P. W. – C’est le procureur de la République qui poursuit au pénal à la suite des plaintes déposées par des enfants ou par des parents. Les poursuites aboutissent le plus souvent à des amendes mais, au titre des articles 34 et 35, même une amende avec sursis entraîne la perte de la pension. Or, comme les ecclésiastiques étaient fonctionnaires avant 1905, les plus anciens ont une pension et la perdre constitue une grave sanction.
Quand le cardinal de Bordeaux est condamné à une forte amende par le tribunal de sa ville, c’est un événement national ; il est soutenu par plus de quatre-vingts évêques de France, mais aussi par l’Action Française et Marc Sangnier. Comme il refuse de payer l’amende, on lui a confisqué un bien personnel, pour le vendre aux enchères. La revue jésuite Études faisant au début de 1910, le bilan de l’année 1909, considère qu’elle a été marquée par deux événements, la béatification de Jeanne d’Arc et la condamnation de trois évêques et d’un cardinal par les tribunaux.
LVSL – S’agissant de l’application de la laïcité, vous distinguez quatre types d’espaces qui sont régis par autant de règles différentes. Quels sont-ils et comment se différencient-ils au regard des principes définis par la loi de 1905 ?
◆ ◆ ◆
-- EXERCICE --
D'après le document, quels sont les deux événements qui ont marqué l'année 1909 selon la revue Études ? Appuyez-vous uniquement sur le document, s'il vous plaît.
◆ ◆ ◆
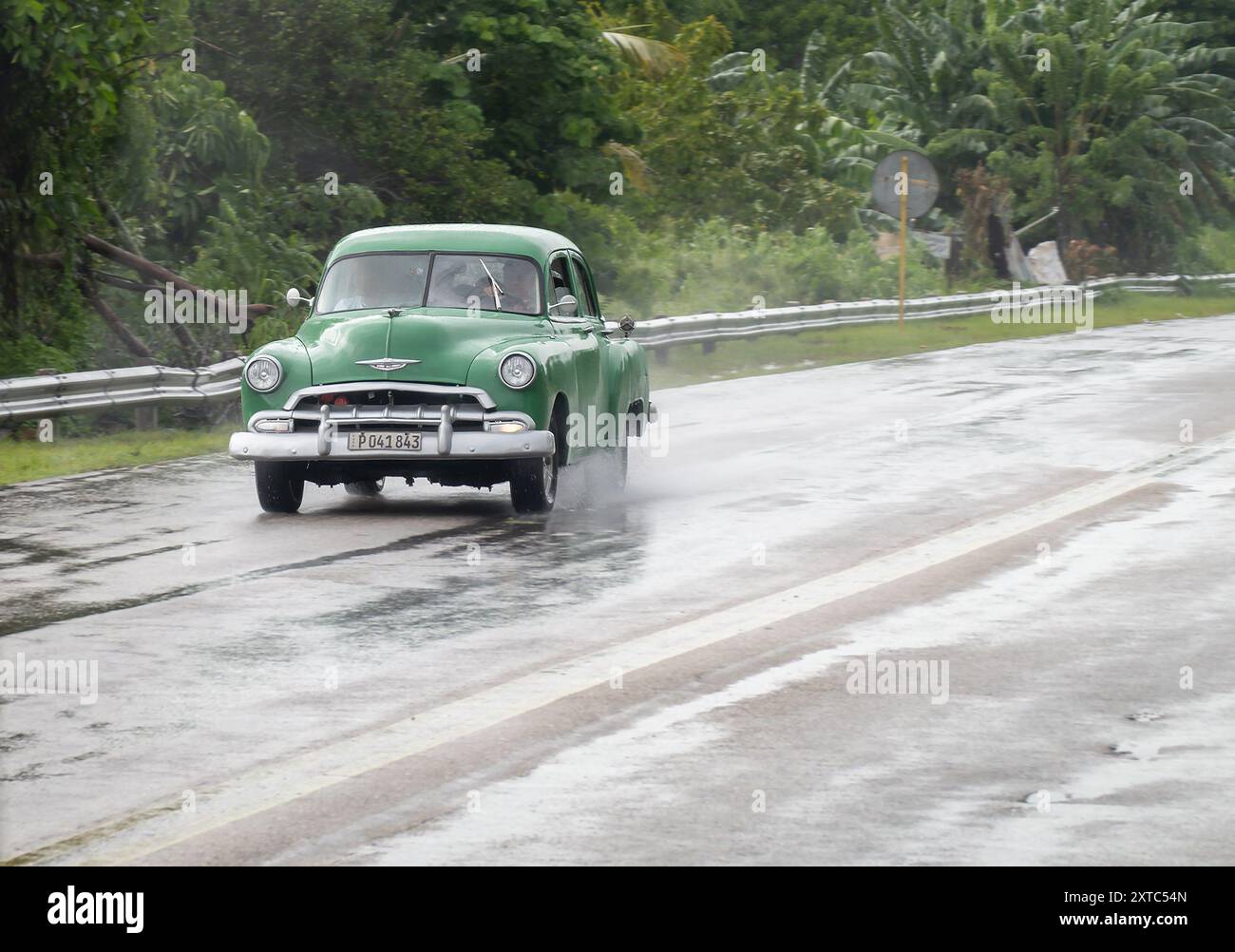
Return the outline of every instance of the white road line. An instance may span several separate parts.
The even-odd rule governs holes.
[[[95,840],[100,846],[109,838],[124,841],[125,845],[117,843],[115,851],[96,851],[89,845],[91,835],[86,832],[63,841],[63,847],[53,842],[22,856],[32,862],[132,863],[201,833],[608,684],[615,669],[629,677],[641,668],[813,611],[1072,516],[1149,485],[1172,469],[1229,449],[1235,446],[1233,437],[1235,431],[1208,442],[1204,448],[1189,447],[1145,461],[852,568],[583,654],[553,669],[515,678],[414,717],[251,770],[209,793],[199,791],[196,814],[169,808],[167,814],[149,820],[133,824],[121,820],[96,827]],[[169,796],[167,803],[178,800],[178,796]],[[106,831],[117,826],[124,832],[109,837]]]

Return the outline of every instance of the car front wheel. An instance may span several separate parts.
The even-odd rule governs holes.
[[[550,425],[557,448],[543,459],[516,459],[510,467],[510,501],[516,512],[548,512],[557,499],[562,435],[557,420]]]
[[[295,512],[305,495],[303,463],[254,463],[257,501],[267,512]]]

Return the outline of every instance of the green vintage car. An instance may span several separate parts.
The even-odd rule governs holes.
[[[247,430],[268,512],[304,484],[380,491],[387,478],[510,483],[520,512],[553,506],[558,470],[625,485],[627,441],[652,406],[634,324],[606,324],[568,238],[498,225],[411,225],[348,235],[326,259],[295,337],[245,364]],[[569,437],[569,438],[568,438]]]

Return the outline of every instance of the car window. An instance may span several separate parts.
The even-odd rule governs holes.
[[[579,296],[574,294],[574,288],[571,284],[571,272],[566,263],[564,254],[558,254],[552,262],[550,262],[548,277],[551,304],[557,304],[567,294],[572,294],[576,298]]]
[[[600,307],[597,304],[597,289],[592,286],[592,275],[583,264],[583,258],[578,254],[571,256],[571,267],[574,268],[574,286],[583,291],[579,295],[579,314],[588,317],[599,317]]]
[[[362,307],[419,307],[427,254],[358,254],[335,262],[314,304],[317,314]]]
[[[541,314],[540,269],[504,254],[435,254],[425,305]]]

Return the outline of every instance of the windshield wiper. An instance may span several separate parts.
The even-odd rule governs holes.
[[[484,268],[484,273],[489,275],[489,280],[493,283],[493,306],[494,310],[500,311],[501,299],[498,295],[505,294],[505,291],[501,290],[501,285],[498,284],[498,279],[493,277],[493,272],[489,270],[489,265],[484,263],[484,258],[477,258],[477,261],[480,262],[480,267]]]

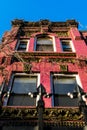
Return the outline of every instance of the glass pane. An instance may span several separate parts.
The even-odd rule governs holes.
[[[36,92],[37,77],[14,77],[12,92],[13,93],[29,93]]]
[[[17,50],[26,50],[26,47],[27,47],[27,42],[21,41]]]
[[[37,44],[52,44],[52,39],[50,38],[38,38],[37,39]]]
[[[67,94],[73,92],[77,86],[75,77],[54,77],[54,93]]]
[[[8,106],[36,106],[36,98],[26,95],[11,95],[8,100]]]
[[[53,51],[53,45],[37,45],[37,51]]]
[[[53,51],[53,41],[49,37],[41,37],[37,39],[37,51]]]
[[[67,95],[59,95],[54,97],[55,106],[78,106],[78,98],[71,99]]]
[[[62,41],[62,48],[63,51],[72,51],[71,46],[70,46],[70,42],[66,41]]]

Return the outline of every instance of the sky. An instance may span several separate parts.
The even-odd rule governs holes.
[[[0,39],[11,29],[11,21],[66,21],[75,19],[87,30],[87,0],[0,0]]]

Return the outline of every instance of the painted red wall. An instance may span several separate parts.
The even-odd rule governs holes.
[[[36,33],[33,34],[32,37],[30,38],[30,43],[29,43],[29,47],[28,47],[28,51],[29,52],[34,52],[34,41],[35,41],[35,36],[37,36],[37,34],[40,33]],[[61,49],[61,44],[60,44],[60,38],[54,33],[48,33],[48,35],[54,36],[55,37],[55,43],[56,43],[56,52],[55,53],[63,53],[62,49]],[[79,30],[75,27],[71,28],[69,31],[69,37],[71,38],[75,50],[76,50],[76,57],[77,58],[85,58],[87,56],[87,45],[85,43],[84,40],[81,39],[81,35],[79,33]],[[28,39],[28,38],[27,38]],[[7,56],[7,64],[1,64],[0,66],[6,66],[5,70],[7,73],[7,79],[9,81],[10,76],[12,74],[12,72],[23,72],[23,63],[21,62],[15,62],[13,64],[10,64],[11,62],[11,53],[14,53],[15,50],[15,46],[17,44],[17,40],[14,40],[13,42],[9,43],[9,47],[11,48],[11,52],[9,53],[8,51],[8,47],[4,47],[4,51],[2,50],[2,52],[0,53],[0,63],[2,62],[2,58],[4,56],[7,56],[6,54],[8,54]],[[49,59],[49,56],[47,57]],[[68,71],[69,72],[77,72],[83,89],[84,91],[87,92],[87,67],[83,66],[82,68],[80,66],[77,65],[77,63],[72,64],[72,63],[68,63]],[[4,70],[4,71],[5,71]],[[3,72],[4,72],[3,71]],[[40,72],[40,83],[43,84],[43,86],[45,87],[46,91],[48,93],[51,92],[51,72],[61,72],[60,70],[60,63],[56,63],[56,62],[48,62],[45,60],[45,56],[43,56],[41,58],[41,60],[39,62],[33,62],[32,63],[32,72]],[[5,72],[4,72],[5,74]],[[2,73],[0,73],[0,84],[2,84],[4,80],[4,76]],[[52,101],[51,98],[45,98],[45,106],[46,107],[51,107],[52,106]]]

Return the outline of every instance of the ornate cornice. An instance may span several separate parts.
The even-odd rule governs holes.
[[[46,108],[43,113],[44,123],[58,126],[78,126],[85,125],[83,114],[78,108]],[[0,111],[0,123],[8,122],[32,122],[37,123],[38,113],[36,108],[11,108],[5,107]],[[18,121],[17,121],[18,120]]]
[[[12,21],[13,26],[27,26],[27,27],[39,27],[48,25],[49,27],[78,27],[78,22],[75,20],[67,20],[66,22],[51,22],[47,19],[37,22],[28,22],[24,20],[15,19]]]

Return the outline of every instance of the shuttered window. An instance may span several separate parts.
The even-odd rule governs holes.
[[[28,41],[20,41],[18,48],[17,48],[17,51],[26,51],[27,44],[28,44]]]
[[[30,98],[28,93],[36,92],[36,86],[37,76],[14,76],[8,105],[35,106],[36,99]]]
[[[75,77],[53,76],[54,106],[78,106],[77,99],[67,96],[67,93],[73,93],[76,87]]]
[[[72,52],[72,47],[69,40],[61,40],[62,50],[65,52]]]
[[[53,51],[53,40],[50,37],[37,38],[36,51]]]

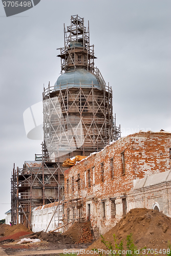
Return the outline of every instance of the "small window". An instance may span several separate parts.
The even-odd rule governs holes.
[[[80,189],[80,174],[77,175],[77,180],[76,181],[78,184],[78,190]]]
[[[70,209],[69,208],[67,209],[67,221],[69,221],[70,219]]]
[[[92,167],[93,185],[95,183],[95,166]]]
[[[88,221],[90,221],[90,204],[88,204]]]
[[[113,158],[110,159],[110,168],[111,168],[111,178],[113,179],[114,178]]]
[[[102,202],[102,218],[105,217],[105,202]]]
[[[72,177],[72,191],[74,192],[74,176]]]
[[[104,182],[104,166],[103,162],[100,163],[101,181]]]
[[[116,203],[115,200],[111,201],[111,218],[115,218],[116,215]]]
[[[88,187],[91,187],[91,181],[90,181],[90,169],[87,170],[88,172]]]
[[[121,154],[121,160],[122,160],[122,163],[121,163],[122,173],[122,174],[125,174],[125,159],[124,159],[124,152],[122,152]]]
[[[127,205],[126,205],[126,198],[122,198],[122,202],[123,217],[126,214],[126,211],[127,211]]]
◆ ◆ ◆
-- RÉSULTAT DE L'EXERCICE --
La béatification de Jeanne d'Arc et la condamnation de trois évêques et d'un cardinal par les tribunaux.